▸ WHAT TO PRODUCE:
Copy out everything from the line containing "Locate the dry" down to the end of the listing, and give nothing else. Keep the request line unchanged, and rescale each pair of pixel coordinates by multiplying both values by 0.65 and rounding to whole numbers, with halves rounded up.

START INFORMATION PROVIDED

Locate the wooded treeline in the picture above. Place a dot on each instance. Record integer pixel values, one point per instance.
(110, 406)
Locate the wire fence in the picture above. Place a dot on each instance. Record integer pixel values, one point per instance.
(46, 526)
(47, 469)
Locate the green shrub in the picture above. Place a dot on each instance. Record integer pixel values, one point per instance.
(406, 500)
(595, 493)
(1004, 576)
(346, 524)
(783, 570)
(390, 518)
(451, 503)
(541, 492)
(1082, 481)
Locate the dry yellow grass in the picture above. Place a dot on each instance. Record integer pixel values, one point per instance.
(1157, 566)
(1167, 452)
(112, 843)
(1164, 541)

END INFORMATION PROVIDED

▸ ANSWER:
Locate the dry yellow grass in the picture above. Place a dot on each instance. Record integer pixel values, one point per instance.
(752, 368)
(759, 294)
(73, 548)
(757, 352)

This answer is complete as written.